Glissando/G&H 779 011-2
(73 Min., 01/2000) 1 CD

Die großen Komponisten bis zur Klassik schrieben für viele Menschen, nur nicht für die Nachwelt. Sie kamen gar nicht auf die Idee, die vielen großen und kleinen Stücke, die ihnen aus der Feder flossen, aufzulisten und ihre Entstehungsgeschichte zu dokumentieren. Komponieren war Tagesgeschäft. Und weil – ganz im Gegensatz zu heute – im Barock die Idee künstlerischer Einzigartigkeit noch eine recht fremde Vorstellung war, machten sich die Meister auch nicht die Mühe, zu vermerken, wenn sie ein Thema, einen Satz oder ein ganzes Stück von einem Kollegen übernommen oder bearbeitet hatten. Die Erforschung dieser Tatbestände leistet heute die Musikwissenschaft. Sie stellt die Frage, die dieser CD als Titel vorangestellt ist: Bach oder nicht Bach?
Der Cembalist Christian Rieger gibt darauf freilich keine Antwort. Er behauptet sich im Nebel der Vermutungen glänzend mit dem, was er in Händen hält: Mit den Werken, an deren Entstehung – vielleicht – Bach irgendwie beteiligt war. Das am Anfang stehende "Concerto" zum Beispiel stammt im Original von Prinz Johann-Ernst von Sachsen-Weimar. Bach hat das ursprüngliche Violinwerk harmonisch und kontrapunktisch angereichert und für Orgel und Cembalo gesetzt. Das Ergebnis ist ein lebendiges Stück, das wie ein ins norddeutsche verlegter Vivaldi klingt – durchaus eine Bereicherung.
Und es gibt noch mehr zu entdecken: Bachs frühe Versuche auf dem Gebiet der französischen Ouvertüre zum Beispiel, von denen freilich niemand genau sagen kann, ob es sich um Studienabschriften oder Originalwerke handelt, oder die wahrscheinlich früheste bekannte Fuge Bachs - ein flüssiges Werkchen in G-Dur.

□ □ □ □ □ □ □

ARBEITSAUFTRAG: Schreibe aus der CD-Rezension oben alles von „Und es gibt“ bis hinunter zu „Werkchen in G-Dur.“ wortgetreu ab.

□ □ □ □ □ □ □

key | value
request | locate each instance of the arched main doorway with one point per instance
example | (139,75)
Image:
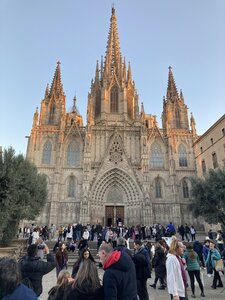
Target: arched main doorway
(116,198)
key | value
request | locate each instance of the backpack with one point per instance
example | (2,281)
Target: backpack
(26,281)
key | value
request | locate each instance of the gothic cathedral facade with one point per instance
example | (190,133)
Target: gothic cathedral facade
(121,166)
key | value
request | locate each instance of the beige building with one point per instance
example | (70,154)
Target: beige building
(210,148)
(121,166)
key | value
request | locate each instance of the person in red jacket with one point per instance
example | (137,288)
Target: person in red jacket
(119,279)
(33,268)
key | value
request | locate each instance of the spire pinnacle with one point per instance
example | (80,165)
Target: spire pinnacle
(56,86)
(129,75)
(172,93)
(97,72)
(47,91)
(113,55)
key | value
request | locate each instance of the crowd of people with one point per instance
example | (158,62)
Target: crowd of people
(126,272)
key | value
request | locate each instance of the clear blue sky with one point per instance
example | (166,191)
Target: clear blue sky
(34,35)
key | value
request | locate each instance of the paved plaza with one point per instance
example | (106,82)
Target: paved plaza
(49,280)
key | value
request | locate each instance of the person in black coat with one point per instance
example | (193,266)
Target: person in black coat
(121,246)
(160,266)
(119,279)
(85,254)
(86,285)
(57,292)
(142,265)
(10,285)
(33,268)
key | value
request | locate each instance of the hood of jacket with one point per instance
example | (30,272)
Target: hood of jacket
(119,261)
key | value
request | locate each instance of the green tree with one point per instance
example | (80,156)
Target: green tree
(23,193)
(208,197)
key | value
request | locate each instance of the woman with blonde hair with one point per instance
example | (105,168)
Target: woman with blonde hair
(176,279)
(58,291)
(86,284)
(193,268)
(61,257)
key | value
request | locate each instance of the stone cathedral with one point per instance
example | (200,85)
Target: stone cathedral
(121,166)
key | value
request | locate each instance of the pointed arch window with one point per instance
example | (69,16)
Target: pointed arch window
(157,157)
(158,188)
(47,151)
(185,189)
(214,160)
(98,103)
(177,116)
(51,114)
(114,99)
(71,187)
(73,154)
(130,103)
(182,156)
(203,167)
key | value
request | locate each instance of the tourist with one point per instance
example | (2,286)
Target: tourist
(176,279)
(61,258)
(142,265)
(86,284)
(10,286)
(159,266)
(33,268)
(122,246)
(58,291)
(119,279)
(214,255)
(85,254)
(193,268)
(193,233)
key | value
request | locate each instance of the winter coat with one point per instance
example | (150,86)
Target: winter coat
(57,292)
(119,279)
(193,264)
(22,292)
(142,264)
(175,282)
(34,268)
(84,294)
(160,263)
(215,255)
(123,248)
(61,258)
(198,247)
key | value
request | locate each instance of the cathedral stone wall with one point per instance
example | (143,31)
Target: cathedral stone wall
(121,166)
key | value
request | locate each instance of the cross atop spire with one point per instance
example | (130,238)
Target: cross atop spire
(113,59)
(172,93)
(57,87)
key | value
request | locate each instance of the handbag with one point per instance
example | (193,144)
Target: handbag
(219,265)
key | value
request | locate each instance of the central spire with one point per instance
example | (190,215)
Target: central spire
(56,87)
(172,93)
(113,58)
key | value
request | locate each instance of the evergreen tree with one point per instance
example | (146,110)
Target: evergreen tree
(23,193)
(208,197)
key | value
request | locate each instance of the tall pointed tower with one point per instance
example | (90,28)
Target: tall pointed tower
(122,167)
(113,96)
(175,112)
(53,104)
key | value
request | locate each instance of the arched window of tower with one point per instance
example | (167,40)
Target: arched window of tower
(73,154)
(182,156)
(114,99)
(47,151)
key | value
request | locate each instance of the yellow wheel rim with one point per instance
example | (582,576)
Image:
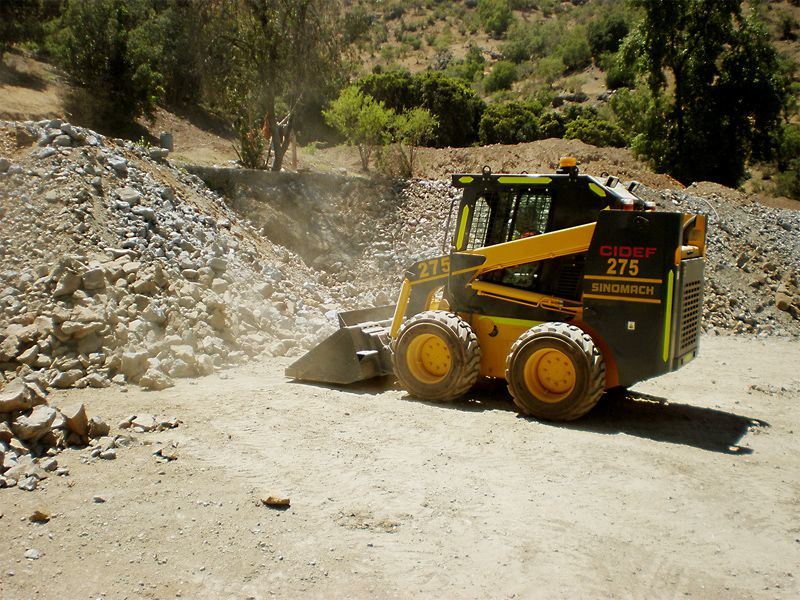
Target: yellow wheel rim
(428,358)
(550,375)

□ □ □ □ □ □ □

LÖSUNG:
Und es gibt noch mehr zu entdecken: Bachs frühe Versuche auf dem Gebiet der französischen Ouvertüre zum Beispiel, von denen freilich niemand genau sagen kann, ob es sich um Studienabschriften oder Originalwerke handelt, oder die wahrscheinlich früheste bekannte Fuge Bachs - ein flüssiges Werkchen in G-Dur.